Excerpts of bounding box data
* * *

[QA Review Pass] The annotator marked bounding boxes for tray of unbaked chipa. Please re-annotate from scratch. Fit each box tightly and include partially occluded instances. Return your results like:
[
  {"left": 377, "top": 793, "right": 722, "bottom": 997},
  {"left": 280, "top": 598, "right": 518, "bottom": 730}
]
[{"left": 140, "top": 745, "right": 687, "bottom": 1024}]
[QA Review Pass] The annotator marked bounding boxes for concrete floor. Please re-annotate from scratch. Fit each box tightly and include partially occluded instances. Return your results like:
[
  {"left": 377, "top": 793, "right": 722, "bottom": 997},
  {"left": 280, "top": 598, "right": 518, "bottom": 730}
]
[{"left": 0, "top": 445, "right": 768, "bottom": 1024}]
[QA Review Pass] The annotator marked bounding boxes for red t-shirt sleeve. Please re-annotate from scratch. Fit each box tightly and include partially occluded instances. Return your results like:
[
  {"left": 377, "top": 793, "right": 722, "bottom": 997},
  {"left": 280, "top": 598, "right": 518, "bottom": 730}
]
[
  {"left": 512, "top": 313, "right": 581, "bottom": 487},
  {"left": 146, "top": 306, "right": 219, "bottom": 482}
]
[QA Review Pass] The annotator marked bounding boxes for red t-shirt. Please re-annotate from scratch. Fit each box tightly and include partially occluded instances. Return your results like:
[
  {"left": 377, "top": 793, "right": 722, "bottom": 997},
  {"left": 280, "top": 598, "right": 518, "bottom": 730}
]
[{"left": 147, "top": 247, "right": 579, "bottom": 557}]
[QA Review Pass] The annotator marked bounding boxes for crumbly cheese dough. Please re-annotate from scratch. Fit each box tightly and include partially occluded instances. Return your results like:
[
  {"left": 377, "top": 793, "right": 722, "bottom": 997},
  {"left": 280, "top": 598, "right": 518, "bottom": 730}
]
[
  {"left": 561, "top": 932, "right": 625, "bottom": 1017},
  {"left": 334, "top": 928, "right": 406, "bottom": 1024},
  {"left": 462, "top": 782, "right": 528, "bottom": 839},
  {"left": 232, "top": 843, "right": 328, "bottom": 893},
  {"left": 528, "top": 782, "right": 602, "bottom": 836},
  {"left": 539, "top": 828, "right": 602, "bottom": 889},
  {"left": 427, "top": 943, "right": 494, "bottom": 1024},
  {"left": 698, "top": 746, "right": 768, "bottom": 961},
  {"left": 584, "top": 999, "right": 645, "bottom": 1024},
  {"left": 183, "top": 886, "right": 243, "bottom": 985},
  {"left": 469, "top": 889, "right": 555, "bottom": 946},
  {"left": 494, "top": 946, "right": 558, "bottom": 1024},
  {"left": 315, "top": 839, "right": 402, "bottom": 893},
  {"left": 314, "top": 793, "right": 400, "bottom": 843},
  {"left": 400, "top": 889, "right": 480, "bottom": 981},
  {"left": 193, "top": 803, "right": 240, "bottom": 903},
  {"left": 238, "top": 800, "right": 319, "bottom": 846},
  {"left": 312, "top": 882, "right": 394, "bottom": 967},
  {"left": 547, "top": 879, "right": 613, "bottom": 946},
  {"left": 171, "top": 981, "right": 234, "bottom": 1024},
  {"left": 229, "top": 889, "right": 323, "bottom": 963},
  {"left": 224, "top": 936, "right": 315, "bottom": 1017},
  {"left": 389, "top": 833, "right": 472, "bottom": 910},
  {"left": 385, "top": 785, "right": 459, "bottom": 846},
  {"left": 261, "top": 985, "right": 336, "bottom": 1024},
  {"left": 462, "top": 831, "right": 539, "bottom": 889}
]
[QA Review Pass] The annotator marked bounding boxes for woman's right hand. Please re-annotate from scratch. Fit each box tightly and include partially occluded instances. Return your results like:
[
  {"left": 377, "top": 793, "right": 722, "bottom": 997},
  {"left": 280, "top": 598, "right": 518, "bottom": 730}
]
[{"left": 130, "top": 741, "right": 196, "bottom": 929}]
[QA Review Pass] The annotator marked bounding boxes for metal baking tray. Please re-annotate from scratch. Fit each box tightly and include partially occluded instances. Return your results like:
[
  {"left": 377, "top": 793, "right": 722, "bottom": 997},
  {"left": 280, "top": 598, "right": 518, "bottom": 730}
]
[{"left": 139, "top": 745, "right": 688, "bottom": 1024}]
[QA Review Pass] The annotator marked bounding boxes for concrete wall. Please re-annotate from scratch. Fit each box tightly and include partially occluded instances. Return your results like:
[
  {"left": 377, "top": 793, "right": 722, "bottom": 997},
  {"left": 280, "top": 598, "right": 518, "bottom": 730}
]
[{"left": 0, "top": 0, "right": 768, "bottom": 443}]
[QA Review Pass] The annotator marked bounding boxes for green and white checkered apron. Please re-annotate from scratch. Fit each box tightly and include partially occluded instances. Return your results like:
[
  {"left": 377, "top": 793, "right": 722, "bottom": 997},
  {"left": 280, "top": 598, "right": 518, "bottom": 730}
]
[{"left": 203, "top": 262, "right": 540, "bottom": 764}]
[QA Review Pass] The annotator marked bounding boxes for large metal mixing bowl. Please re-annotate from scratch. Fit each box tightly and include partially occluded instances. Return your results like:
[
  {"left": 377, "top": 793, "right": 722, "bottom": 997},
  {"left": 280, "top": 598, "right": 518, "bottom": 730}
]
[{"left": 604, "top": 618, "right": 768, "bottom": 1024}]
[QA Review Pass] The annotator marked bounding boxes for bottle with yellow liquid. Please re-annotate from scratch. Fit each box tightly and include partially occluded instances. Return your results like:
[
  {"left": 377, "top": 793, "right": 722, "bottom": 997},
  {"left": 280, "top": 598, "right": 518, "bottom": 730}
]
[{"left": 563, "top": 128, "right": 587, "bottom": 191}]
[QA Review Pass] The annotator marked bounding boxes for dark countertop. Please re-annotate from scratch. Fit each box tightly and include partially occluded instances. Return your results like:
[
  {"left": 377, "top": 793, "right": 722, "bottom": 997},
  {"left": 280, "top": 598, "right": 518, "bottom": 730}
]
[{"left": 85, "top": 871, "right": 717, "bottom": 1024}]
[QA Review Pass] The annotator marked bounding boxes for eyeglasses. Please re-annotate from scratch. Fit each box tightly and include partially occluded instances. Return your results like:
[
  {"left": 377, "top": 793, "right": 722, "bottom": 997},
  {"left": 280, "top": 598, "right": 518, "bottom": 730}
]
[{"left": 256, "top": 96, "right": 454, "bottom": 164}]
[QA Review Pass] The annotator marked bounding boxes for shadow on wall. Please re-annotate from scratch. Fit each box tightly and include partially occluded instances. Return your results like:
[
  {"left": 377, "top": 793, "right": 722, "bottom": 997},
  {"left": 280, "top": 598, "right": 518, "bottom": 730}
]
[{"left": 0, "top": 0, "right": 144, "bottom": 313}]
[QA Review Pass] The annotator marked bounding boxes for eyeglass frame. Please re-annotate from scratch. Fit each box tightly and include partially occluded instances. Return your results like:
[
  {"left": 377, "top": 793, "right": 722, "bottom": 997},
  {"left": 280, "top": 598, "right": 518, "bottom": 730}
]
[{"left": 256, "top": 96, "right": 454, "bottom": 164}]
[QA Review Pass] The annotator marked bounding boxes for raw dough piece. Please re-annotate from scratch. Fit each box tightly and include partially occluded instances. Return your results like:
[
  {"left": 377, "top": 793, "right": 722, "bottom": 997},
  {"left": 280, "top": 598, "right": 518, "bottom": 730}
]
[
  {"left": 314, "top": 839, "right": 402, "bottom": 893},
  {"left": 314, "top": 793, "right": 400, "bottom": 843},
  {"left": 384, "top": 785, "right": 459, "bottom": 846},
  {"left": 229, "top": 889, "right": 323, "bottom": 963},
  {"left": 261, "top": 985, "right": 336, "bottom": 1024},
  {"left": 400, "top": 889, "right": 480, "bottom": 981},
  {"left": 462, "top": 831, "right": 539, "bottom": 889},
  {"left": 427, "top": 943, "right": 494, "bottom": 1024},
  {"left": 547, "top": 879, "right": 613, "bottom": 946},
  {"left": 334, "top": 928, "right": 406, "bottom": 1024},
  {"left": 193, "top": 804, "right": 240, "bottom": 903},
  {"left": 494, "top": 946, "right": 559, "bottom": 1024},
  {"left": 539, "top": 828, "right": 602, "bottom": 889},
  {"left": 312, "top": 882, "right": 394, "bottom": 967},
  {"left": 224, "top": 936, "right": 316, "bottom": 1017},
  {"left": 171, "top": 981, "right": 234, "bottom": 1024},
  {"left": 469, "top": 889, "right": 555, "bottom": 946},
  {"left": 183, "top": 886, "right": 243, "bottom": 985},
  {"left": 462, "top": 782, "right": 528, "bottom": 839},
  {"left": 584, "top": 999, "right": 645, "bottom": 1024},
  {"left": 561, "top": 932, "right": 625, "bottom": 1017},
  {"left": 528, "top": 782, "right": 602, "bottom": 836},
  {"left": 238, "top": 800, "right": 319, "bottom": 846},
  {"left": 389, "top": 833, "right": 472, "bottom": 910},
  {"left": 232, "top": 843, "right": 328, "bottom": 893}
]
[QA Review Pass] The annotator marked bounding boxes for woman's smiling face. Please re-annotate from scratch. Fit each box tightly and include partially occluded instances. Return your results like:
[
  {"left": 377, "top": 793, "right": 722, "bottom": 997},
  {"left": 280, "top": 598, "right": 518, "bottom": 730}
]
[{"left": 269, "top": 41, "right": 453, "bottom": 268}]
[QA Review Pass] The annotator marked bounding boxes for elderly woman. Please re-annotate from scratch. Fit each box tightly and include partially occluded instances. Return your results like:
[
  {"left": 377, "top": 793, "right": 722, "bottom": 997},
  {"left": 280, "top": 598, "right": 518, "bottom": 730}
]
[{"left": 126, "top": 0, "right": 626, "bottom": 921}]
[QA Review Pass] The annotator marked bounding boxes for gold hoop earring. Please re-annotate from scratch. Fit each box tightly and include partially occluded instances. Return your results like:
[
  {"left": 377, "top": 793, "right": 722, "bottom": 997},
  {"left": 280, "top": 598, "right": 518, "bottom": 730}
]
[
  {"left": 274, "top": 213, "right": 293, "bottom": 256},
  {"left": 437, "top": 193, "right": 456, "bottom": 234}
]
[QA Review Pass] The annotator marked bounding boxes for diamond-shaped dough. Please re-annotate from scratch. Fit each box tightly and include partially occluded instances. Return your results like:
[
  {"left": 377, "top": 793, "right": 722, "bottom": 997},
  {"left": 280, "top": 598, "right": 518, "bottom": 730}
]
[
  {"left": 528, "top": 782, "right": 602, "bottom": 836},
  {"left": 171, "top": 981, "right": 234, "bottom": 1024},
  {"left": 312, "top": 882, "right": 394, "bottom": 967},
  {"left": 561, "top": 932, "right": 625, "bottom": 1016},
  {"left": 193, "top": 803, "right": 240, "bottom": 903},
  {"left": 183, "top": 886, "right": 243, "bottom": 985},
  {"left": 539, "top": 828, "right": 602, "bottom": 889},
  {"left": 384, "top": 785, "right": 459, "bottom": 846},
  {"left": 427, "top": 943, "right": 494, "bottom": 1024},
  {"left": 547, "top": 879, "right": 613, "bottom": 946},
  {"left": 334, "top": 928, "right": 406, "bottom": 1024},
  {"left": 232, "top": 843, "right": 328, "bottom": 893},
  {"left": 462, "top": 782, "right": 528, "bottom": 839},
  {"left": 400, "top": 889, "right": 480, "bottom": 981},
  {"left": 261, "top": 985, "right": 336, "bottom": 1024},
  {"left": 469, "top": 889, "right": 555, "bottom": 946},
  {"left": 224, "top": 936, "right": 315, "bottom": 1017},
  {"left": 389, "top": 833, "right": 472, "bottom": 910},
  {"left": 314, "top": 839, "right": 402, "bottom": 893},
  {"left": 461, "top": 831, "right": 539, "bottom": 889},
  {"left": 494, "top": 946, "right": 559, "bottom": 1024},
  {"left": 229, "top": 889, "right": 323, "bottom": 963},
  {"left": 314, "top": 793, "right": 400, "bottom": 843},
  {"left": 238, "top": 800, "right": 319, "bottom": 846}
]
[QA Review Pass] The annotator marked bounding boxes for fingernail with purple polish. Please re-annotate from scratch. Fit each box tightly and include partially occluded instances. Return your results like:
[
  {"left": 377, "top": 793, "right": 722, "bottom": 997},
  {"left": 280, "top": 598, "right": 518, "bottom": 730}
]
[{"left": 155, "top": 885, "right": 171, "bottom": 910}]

* * *

Goal of the exercise
Count the lines in the entries above that contain the word "woman". Give only the number.

Finished exercise
3